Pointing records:
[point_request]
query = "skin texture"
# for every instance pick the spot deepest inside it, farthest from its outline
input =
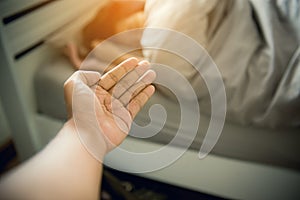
(115, 17)
(64, 169)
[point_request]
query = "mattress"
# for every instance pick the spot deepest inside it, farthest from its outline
(278, 147)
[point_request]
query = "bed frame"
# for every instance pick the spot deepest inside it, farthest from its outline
(23, 31)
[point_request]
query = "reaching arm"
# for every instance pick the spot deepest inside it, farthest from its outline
(70, 167)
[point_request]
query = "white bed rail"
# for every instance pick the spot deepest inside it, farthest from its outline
(24, 28)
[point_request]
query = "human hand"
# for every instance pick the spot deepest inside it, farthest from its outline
(103, 108)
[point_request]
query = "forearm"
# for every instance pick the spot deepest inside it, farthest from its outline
(63, 170)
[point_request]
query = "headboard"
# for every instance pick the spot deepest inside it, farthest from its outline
(24, 30)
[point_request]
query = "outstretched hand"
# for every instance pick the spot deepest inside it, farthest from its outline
(103, 108)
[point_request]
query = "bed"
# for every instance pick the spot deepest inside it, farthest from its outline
(246, 163)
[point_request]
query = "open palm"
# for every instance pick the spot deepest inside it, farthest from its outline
(103, 108)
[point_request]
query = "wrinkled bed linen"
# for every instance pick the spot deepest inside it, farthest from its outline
(255, 45)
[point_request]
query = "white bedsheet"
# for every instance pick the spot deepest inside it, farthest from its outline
(255, 46)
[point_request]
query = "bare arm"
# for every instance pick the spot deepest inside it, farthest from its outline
(64, 169)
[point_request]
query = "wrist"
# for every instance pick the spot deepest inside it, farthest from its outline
(90, 142)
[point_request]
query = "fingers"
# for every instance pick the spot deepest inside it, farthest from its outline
(109, 79)
(139, 100)
(137, 87)
(131, 78)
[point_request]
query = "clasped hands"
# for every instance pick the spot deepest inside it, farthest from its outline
(103, 107)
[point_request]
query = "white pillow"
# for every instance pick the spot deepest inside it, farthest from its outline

• Task to carry out: Copy out all of the material exactly as written, without its pictures.

• Response:
[point_request]
query = "skin texture"
# for every instance pick the spot deepest inside it, farthest from its outline
input =
(115, 17)
(64, 169)
[point_request]
query = "mattress"
# for every instance pick the spot deepest inside it, farthest from its outline
(278, 147)
[point_request]
query = "bed frame"
# for every instance pick the spot deepest inside it, farthest from its outline
(23, 31)
[point_request]
query = "reaching arm"
# for every instance pick the spot deepest inside it, farthest from its outline
(70, 167)
[point_request]
query = "white bed rail"
# for every instance pick the spot deepest inside it, farthest from its outline
(24, 28)
[point_request]
query = "human hand"
# for every instance pick the spot deepest inside it, farthest from its outline
(103, 108)
[point_request]
query = "forearm"
# for every instance pick the spot deepest inside it, farthest from its outline
(63, 170)
[point_request]
query = "headboard"
# for every instance pick the spot deepest inside it, farthest from its outline
(24, 30)
[point_request]
query = "outstretched hand"
# for every instance pick the spot deepest inside it, farthest from its outline
(103, 108)
[point_request]
query = "bed"
# for every instance pick the spot deepest inside it, farthest from its outline
(246, 163)
[point_request]
query = "open palm"
# for every instance pick the spot deepest inside it, farthest from its outline
(103, 108)
[point_request]
query = "wrinkled bed linen"
# for every instance pick the spot deepest inside it, farthest from its outline
(255, 45)
[point_request]
query = "white bedsheet"
# for every instance pick the spot deepest inside it, farthest from its outline
(255, 46)
[point_request]
query = "bare arm"
# for every instance pick the spot deepest inside it, farthest from its outline
(64, 169)
[point_request]
query = "wrist"
# for every instance pick the spot deepest inside it, farthest from its outline
(90, 142)
[point_request]
query = "fingers"
# for every instance pick the spot deepest inside it, farthest from its outline
(109, 79)
(139, 100)
(137, 87)
(131, 78)
[point_request]
query = "clasped hands"
# for every instance pick the spot deepest inside it, farthest from its outline
(103, 107)
[point_request]
query = "white pillow"
# for every instance pick the spot deepest inside it, farthest from its outline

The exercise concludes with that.